# Complete the following
A: Answer these questions from the Covid vaccine approval article:
(i) What organization does Bloomfield identify as the Government medicine regulator?
(ii) How many courses make up the first tranche of vaccine that Pfizer is committed to providing?
(iii) Which group did Bloomfield say would receive the vaccine first?
B: In the Covid vaccine approval article, write out the passage from "In those countries, governments" to "at highest risk.".

# Document segment
Approval for the Covid vaccine is on track to be granted in the coming weeks, according to the director general of health.
This morning, Dr Ashley Bloomfield told Newstalk ZB's Mike Hosking that Medsafe was not far from finalising the official process to ensure the first tranche of the vaccine was safe for New Zealanders to use.
"We are completely in step with Australia, we've got our approval process robust and it is on track for providing us with approval in coming weeks and then getting the vaccine on shore as quickly as possible," he said.
Bloomfield said Medsafe, the Government medicine regulator, had been receiving data from Pfizer about the vaccine since last year, including a large document drop last week.
"They are really onto it and working very closely with their Australian counterparts."
He said New Zealand was undertaking the proper approval process, with countries that were rolling out vaccines grappling with public health emergencies.
In those countries, governments had given authorisation to use the vaccines, rather than approval.
"We're going through a proper approval process, as is Australia. They, like us, are trying to do it as rapidly as possible.
"As soon as we've got approval then Pfizer are committed to providing us with the first tranche of vaccine which is 225,000 courses - that's a two-dose course - and we're in contact with them very regularly and making sure that they know when we're likely to approve."
He said border workers would be first, then those in the community deemed at highest risk.

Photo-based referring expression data
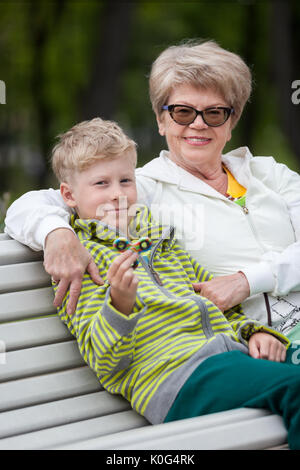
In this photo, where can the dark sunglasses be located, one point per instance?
(185, 115)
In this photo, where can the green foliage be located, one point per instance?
(48, 54)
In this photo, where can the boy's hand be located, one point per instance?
(265, 346)
(123, 282)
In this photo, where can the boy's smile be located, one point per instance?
(105, 191)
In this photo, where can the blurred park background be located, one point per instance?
(66, 61)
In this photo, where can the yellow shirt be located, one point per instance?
(234, 188)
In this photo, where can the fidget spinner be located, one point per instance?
(143, 244)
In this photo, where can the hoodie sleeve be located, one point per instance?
(105, 336)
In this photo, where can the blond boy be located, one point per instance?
(147, 335)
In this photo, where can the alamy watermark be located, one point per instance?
(2, 352)
(2, 92)
(296, 94)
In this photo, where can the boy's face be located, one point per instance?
(105, 191)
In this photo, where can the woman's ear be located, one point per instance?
(67, 194)
(161, 125)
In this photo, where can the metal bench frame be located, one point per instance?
(50, 399)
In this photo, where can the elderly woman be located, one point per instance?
(237, 214)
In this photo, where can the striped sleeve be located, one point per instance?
(105, 336)
(245, 327)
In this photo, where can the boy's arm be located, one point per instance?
(34, 215)
(105, 336)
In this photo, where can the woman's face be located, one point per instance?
(195, 147)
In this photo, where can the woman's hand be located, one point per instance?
(265, 346)
(225, 291)
(123, 282)
(66, 260)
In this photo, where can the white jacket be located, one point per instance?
(262, 240)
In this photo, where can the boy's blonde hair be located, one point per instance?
(88, 142)
(204, 64)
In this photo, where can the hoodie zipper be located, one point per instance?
(202, 305)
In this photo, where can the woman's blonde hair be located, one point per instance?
(203, 64)
(86, 143)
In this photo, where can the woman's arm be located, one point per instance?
(279, 273)
(40, 219)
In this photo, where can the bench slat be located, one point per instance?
(48, 387)
(60, 412)
(40, 360)
(243, 428)
(75, 432)
(26, 304)
(23, 276)
(30, 333)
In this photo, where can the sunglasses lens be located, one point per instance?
(183, 114)
(216, 116)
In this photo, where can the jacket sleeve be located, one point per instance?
(105, 336)
(242, 326)
(34, 215)
(279, 273)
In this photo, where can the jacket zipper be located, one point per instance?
(202, 305)
(253, 229)
(252, 226)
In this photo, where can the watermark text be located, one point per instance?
(296, 93)
(2, 92)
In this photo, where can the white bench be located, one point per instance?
(50, 399)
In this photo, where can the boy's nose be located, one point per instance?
(117, 192)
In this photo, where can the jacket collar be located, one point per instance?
(165, 170)
(141, 225)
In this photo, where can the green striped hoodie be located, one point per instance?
(147, 356)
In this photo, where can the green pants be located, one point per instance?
(234, 380)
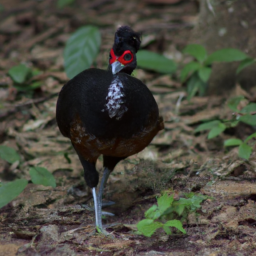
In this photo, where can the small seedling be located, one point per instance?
(10, 190)
(165, 214)
(21, 74)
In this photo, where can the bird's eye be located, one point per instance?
(127, 56)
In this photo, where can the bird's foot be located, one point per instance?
(87, 207)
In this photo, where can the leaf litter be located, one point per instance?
(59, 221)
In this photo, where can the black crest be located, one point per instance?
(126, 38)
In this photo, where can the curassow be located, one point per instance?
(109, 113)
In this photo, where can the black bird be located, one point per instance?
(109, 113)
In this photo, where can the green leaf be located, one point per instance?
(1, 8)
(177, 224)
(196, 200)
(197, 51)
(193, 86)
(234, 102)
(245, 63)
(156, 62)
(10, 190)
(164, 202)
(9, 154)
(204, 73)
(244, 151)
(179, 206)
(226, 55)
(63, 3)
(207, 126)
(250, 137)
(215, 131)
(148, 227)
(189, 68)
(42, 176)
(248, 119)
(19, 73)
(232, 142)
(251, 107)
(81, 49)
(152, 213)
(167, 230)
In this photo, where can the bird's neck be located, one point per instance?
(115, 99)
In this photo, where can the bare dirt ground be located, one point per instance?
(47, 221)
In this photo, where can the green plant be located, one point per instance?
(81, 49)
(10, 190)
(245, 115)
(165, 213)
(21, 74)
(63, 3)
(198, 72)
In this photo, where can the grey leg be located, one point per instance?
(99, 197)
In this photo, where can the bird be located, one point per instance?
(108, 112)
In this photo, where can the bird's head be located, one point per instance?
(122, 57)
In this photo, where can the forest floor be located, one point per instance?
(47, 221)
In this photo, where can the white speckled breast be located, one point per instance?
(115, 100)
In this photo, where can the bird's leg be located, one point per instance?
(98, 213)
(97, 217)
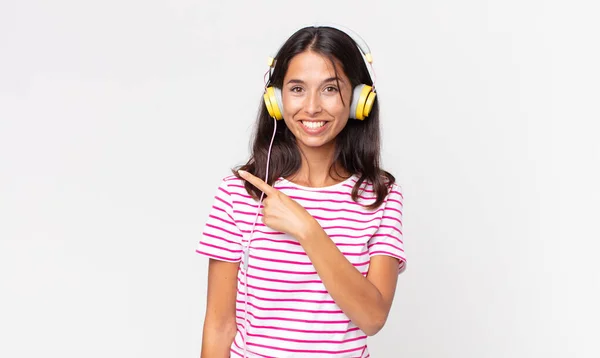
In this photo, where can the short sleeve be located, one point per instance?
(388, 239)
(221, 237)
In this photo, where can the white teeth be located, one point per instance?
(313, 125)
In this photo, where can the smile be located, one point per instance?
(312, 127)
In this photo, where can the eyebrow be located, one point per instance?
(330, 79)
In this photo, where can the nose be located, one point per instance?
(312, 104)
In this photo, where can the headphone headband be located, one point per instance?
(363, 96)
(361, 44)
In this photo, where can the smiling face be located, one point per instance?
(312, 107)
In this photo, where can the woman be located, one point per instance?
(313, 272)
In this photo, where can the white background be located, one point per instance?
(118, 119)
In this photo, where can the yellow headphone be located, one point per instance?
(363, 96)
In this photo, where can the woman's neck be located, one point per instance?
(315, 168)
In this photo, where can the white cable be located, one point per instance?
(247, 249)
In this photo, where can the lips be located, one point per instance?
(313, 127)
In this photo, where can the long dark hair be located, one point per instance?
(357, 147)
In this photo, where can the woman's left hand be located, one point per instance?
(280, 212)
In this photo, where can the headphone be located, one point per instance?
(363, 96)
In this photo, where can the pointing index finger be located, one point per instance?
(257, 182)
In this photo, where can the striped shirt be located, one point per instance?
(289, 312)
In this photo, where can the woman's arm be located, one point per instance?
(365, 300)
(219, 322)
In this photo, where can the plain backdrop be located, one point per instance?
(118, 119)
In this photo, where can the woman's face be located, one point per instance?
(312, 107)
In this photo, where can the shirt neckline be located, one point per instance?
(310, 188)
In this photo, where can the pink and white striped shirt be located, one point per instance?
(290, 313)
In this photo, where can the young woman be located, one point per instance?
(313, 271)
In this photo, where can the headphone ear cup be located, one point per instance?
(273, 102)
(362, 101)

# Answers by task
A:
(i) Medsafe
(ii) 225,000 courses, each a two-dose course
(iii) Border workers

B:
In those countries, governments had given authorisation to use the vaccines, rather than approval.
"We're going through a proper approval process, as is Australia. They, like us, are trying to do it as rapidly as possible.
"As soon as we've got approval then Pfizer are committed to providing us with the first tranche of vaccine which is 225,000 courses - that's a two-dose course - and we're in contact with them very regularly and making sure that they know when we're likely to approve."
He said border workers would be first, then those in the community deemed at highest risk.